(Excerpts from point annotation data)
==================================================

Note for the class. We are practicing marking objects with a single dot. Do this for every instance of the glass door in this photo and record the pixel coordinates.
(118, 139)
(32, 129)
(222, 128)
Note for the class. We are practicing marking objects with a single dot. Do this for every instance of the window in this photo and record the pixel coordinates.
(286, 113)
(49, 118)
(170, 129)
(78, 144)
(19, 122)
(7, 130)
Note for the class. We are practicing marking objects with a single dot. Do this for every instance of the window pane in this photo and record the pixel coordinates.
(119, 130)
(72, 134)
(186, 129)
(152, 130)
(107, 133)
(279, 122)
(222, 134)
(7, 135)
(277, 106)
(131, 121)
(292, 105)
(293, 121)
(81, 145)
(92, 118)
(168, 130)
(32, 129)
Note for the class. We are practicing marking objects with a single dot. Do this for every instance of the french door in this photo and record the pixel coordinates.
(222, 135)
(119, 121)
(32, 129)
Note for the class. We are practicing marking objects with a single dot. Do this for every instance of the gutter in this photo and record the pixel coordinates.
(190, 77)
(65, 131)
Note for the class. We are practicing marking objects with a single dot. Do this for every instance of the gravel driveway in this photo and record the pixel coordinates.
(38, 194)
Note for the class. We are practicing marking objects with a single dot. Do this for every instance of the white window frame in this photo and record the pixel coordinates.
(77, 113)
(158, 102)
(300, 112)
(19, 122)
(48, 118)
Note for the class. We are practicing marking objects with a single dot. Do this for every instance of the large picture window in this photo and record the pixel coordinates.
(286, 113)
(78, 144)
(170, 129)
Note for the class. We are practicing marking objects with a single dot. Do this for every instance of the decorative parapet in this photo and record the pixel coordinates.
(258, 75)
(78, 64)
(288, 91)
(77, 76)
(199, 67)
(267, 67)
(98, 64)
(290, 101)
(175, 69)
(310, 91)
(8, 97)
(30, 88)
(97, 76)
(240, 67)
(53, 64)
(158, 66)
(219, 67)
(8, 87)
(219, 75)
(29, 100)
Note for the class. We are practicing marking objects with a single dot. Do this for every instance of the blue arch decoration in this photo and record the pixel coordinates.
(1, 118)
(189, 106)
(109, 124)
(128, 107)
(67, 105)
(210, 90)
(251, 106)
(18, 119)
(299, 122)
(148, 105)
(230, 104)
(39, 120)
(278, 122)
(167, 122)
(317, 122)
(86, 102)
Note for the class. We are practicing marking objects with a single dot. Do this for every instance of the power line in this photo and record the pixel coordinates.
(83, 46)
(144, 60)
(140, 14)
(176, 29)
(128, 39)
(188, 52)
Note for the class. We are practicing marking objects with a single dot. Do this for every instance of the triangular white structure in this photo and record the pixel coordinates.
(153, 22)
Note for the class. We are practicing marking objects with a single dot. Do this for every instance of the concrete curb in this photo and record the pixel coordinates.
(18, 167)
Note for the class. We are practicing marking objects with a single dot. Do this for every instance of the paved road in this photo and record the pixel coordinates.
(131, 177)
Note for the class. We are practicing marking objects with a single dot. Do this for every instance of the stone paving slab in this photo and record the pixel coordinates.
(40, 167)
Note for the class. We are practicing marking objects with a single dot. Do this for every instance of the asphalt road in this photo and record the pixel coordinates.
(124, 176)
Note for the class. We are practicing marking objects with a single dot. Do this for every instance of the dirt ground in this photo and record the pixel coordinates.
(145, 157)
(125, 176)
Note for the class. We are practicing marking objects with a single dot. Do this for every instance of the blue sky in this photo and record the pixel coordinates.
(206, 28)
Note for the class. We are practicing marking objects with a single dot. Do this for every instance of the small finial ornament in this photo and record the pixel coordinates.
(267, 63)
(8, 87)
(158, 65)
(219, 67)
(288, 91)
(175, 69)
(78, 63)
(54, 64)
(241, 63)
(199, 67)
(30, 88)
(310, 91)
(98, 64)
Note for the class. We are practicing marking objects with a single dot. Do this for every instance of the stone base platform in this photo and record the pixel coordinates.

==================================================

Reproduce, exactly and with nothing added, the lines from the one that includes "of the paved" through the last line of the material.

Note for the class. We are practicing marking objects with a single dot. Do this for every instance of the paved road in this photo and record the pixel coordinates.
(131, 177)
Note for the class. We are practicing marking objects with a single dot. Do this for every instance of the stone paving slab in this photo and record the pixel coordinates.
(40, 167)
Note for the class. We are practicing marking objects with a single dot. Do this for every instance of the asphalt road in this photo and record the pixel coordinates.
(124, 176)
Note for the class. We are practicing marking objects with a single dot. Do this for every instance of the dirt ground in this photo and record the pixel coordinates.
(145, 157)
(125, 176)
Note for the class. We are practicing marking objects with a single dot. Do this for every instance of the blue sky in this photo and record the pixel coordinates.
(206, 28)
Note for the class. We are practicing marking objects with a single dot. Do this for every instance of the small finial ornament in this photo and record the pixel coordinates.
(267, 63)
(8, 87)
(158, 65)
(219, 67)
(288, 91)
(175, 69)
(78, 63)
(54, 64)
(241, 63)
(199, 67)
(30, 88)
(310, 91)
(98, 64)
Note for the class. We are practicing marking objects with a single dot. Do this for every instance of the stone base platform in this photo and record the pixel coordinates.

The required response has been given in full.